■ Data records
☆ ☆ ☆ ☆ ☆
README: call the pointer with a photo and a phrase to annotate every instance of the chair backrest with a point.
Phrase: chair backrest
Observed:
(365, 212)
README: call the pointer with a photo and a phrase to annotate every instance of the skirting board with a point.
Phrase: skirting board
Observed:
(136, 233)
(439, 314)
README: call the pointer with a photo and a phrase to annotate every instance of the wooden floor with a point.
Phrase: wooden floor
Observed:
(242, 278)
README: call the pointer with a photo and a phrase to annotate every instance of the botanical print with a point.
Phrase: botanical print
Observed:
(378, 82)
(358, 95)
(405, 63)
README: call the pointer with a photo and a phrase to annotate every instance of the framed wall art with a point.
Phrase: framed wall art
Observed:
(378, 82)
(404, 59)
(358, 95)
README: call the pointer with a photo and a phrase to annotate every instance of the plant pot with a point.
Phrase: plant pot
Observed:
☆ ☆ ☆ ☆ ☆
■ TASK PROMPT
Which lines of the data above contain the string "wall"? Copy each of them.

■ RESPONSE TO THIS EXERCISE
README: call the pointer with a photo and a phrase to annotate every instance of the framed wall art with a point.
Phrase: framed wall art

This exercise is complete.